--- GIVEN DATA ---
————

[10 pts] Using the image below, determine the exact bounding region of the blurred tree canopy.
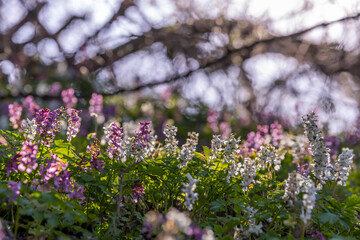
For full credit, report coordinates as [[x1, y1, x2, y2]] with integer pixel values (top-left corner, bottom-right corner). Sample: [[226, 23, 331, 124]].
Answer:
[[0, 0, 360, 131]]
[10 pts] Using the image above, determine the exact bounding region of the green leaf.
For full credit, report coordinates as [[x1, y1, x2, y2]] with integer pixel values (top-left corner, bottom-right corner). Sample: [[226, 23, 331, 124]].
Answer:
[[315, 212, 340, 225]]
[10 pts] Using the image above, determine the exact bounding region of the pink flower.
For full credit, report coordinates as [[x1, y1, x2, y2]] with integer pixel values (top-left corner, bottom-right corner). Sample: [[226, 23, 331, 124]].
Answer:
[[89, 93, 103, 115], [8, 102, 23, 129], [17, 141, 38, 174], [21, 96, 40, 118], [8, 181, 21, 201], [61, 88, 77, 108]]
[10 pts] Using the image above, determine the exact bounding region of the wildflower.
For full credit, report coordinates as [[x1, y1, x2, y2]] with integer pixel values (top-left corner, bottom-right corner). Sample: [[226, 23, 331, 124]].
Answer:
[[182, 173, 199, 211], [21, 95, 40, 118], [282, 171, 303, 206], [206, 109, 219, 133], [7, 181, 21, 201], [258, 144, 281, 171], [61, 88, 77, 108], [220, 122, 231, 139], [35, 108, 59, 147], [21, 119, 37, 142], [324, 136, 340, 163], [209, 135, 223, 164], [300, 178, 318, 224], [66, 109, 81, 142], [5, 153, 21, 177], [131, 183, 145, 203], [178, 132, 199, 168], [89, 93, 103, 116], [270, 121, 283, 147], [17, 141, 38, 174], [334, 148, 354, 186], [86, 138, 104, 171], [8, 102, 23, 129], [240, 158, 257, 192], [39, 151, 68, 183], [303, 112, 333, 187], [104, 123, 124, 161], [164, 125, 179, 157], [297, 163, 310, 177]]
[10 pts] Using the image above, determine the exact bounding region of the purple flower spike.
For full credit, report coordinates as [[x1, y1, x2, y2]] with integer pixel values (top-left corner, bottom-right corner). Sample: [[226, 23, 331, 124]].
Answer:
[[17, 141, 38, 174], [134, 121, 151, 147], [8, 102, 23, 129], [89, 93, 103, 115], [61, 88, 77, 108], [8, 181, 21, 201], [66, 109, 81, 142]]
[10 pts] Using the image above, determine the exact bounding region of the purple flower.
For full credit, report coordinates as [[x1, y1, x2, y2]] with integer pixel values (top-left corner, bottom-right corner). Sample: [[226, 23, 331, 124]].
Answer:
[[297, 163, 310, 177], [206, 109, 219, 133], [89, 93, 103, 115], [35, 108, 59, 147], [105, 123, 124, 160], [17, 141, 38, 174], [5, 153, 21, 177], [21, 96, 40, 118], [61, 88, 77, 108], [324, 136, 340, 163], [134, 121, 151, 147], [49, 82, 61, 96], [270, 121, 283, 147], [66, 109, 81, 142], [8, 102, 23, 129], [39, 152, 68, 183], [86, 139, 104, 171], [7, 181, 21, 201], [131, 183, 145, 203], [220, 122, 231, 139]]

————

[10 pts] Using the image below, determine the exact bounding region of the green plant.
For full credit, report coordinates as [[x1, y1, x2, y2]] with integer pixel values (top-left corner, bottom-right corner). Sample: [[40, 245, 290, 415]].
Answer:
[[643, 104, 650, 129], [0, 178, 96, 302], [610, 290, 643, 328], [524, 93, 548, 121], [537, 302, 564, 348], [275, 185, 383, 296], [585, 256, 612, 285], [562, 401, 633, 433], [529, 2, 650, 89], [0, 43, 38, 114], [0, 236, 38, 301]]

————

Reproduce the material verbatim, from the line containing "blurred tree canopy." down to the line containing "[[0, 0, 360, 131]]", both lines included, and omit the picture.

[10 pts] Using the image below, determine the exact bounding region of the blurred tree canopy.
For full credit, report coordinates as [[x1, y1, x2, y2]] with integer pixel values (top-left corner, bottom-right corner). Sample: [[226, 23, 331, 124]].
Answer:
[[0, 0, 360, 131]]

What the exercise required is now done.